** start INPUT DATA **

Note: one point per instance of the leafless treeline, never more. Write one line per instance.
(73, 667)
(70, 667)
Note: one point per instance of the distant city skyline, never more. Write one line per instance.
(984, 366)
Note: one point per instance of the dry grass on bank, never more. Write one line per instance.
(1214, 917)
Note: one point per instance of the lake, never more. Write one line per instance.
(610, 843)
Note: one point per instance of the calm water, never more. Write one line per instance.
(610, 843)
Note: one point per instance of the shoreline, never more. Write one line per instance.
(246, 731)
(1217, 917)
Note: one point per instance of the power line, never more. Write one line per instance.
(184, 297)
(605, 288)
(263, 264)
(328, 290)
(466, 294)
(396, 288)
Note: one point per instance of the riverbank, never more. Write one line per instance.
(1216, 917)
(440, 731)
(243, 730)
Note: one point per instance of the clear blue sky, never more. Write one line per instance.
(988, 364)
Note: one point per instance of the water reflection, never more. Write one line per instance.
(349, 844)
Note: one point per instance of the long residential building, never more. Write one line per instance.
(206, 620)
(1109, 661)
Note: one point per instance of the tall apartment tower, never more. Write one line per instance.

** end INPUT DATA **

* TASK TO CARRY OUT
Please render the lines above as a numbered list, starting at the line containing "Note: one point per instance of the long" and running through the final line, with blank lines left out.

* FINAL ANSWER
1. Note: one point per instance of the long residential building, never more. Write one line per instance.
2. (206, 620)
3. (1109, 661)
4. Note: one point per instance of the tall apartment tower, never more. Write one line per instance.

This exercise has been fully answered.